* [Exercise description] Tally the lines in the records underneath that contain the string "below", and state the figure by itself.

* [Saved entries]
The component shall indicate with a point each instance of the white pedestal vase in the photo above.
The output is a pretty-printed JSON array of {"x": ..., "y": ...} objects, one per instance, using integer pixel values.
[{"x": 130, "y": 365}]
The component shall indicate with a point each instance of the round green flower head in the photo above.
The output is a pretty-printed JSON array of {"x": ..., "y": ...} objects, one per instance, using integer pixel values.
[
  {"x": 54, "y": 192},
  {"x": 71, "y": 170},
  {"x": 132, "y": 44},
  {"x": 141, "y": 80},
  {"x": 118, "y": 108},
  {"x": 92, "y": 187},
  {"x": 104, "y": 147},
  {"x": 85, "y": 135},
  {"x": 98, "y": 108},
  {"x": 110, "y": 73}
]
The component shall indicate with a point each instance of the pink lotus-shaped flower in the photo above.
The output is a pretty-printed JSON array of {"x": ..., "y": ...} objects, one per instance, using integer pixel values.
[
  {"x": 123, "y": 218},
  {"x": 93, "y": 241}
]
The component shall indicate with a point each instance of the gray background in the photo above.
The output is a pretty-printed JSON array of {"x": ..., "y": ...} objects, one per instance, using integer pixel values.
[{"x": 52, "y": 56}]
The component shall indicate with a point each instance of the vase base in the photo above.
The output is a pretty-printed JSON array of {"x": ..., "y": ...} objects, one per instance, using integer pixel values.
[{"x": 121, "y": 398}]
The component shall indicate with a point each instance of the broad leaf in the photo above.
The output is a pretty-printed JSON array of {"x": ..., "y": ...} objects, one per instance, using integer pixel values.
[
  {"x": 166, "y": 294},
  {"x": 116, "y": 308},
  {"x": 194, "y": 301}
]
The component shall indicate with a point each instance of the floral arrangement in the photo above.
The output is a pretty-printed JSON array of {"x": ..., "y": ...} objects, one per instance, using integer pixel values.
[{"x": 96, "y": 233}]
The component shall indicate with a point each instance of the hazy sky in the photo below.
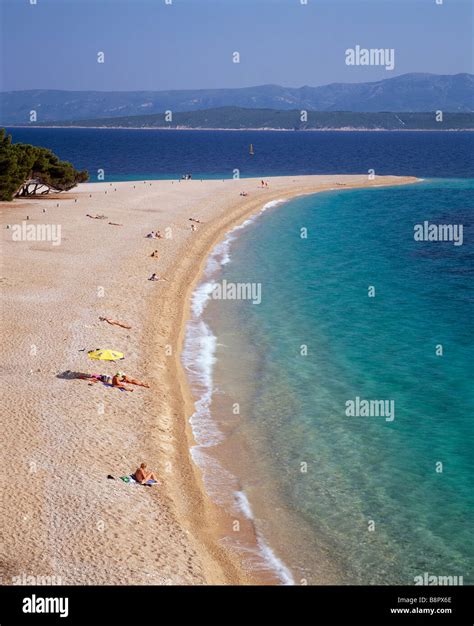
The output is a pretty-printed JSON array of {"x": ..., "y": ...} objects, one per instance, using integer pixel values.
[{"x": 150, "y": 45}]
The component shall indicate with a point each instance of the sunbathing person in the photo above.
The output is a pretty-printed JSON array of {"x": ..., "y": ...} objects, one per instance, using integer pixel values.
[
  {"x": 113, "y": 322},
  {"x": 142, "y": 476},
  {"x": 155, "y": 277},
  {"x": 116, "y": 383},
  {"x": 131, "y": 381}
]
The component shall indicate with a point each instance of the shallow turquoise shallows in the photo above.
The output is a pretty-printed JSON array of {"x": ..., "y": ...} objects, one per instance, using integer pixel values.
[{"x": 384, "y": 499}]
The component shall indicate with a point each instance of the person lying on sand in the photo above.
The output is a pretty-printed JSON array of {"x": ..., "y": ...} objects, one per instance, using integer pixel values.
[
  {"x": 116, "y": 383},
  {"x": 113, "y": 322},
  {"x": 131, "y": 381},
  {"x": 142, "y": 475},
  {"x": 155, "y": 277}
]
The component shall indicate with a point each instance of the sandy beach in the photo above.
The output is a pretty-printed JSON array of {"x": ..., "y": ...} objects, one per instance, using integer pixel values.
[{"x": 60, "y": 515}]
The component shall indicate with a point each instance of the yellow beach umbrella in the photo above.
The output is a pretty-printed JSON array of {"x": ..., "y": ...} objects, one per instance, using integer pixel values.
[{"x": 105, "y": 355}]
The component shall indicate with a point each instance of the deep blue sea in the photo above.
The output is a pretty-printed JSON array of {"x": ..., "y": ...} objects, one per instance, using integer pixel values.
[
  {"x": 334, "y": 497},
  {"x": 153, "y": 154}
]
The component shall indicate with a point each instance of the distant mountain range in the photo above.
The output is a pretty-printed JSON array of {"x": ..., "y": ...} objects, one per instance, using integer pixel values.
[
  {"x": 406, "y": 93},
  {"x": 239, "y": 118}
]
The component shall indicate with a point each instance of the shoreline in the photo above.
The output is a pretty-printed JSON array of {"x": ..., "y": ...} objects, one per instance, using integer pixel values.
[
  {"x": 190, "y": 550},
  {"x": 303, "y": 130}
]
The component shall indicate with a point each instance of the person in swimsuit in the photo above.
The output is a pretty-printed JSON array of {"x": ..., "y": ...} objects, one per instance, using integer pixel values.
[{"x": 143, "y": 476}]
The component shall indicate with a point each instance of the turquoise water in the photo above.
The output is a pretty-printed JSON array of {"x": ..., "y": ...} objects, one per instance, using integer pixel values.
[{"x": 361, "y": 491}]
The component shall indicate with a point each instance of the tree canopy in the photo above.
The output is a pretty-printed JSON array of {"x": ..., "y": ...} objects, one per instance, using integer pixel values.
[{"x": 26, "y": 170}]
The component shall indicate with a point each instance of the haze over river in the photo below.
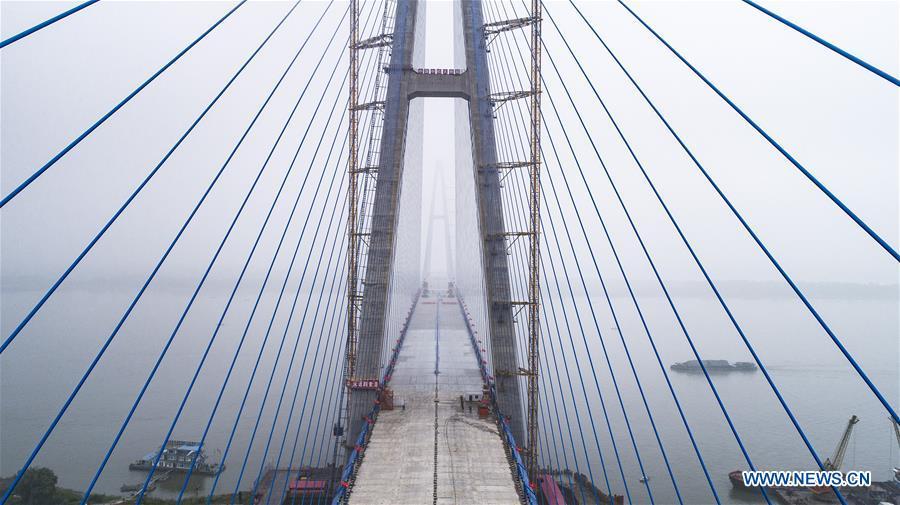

* [Exercise solution] 2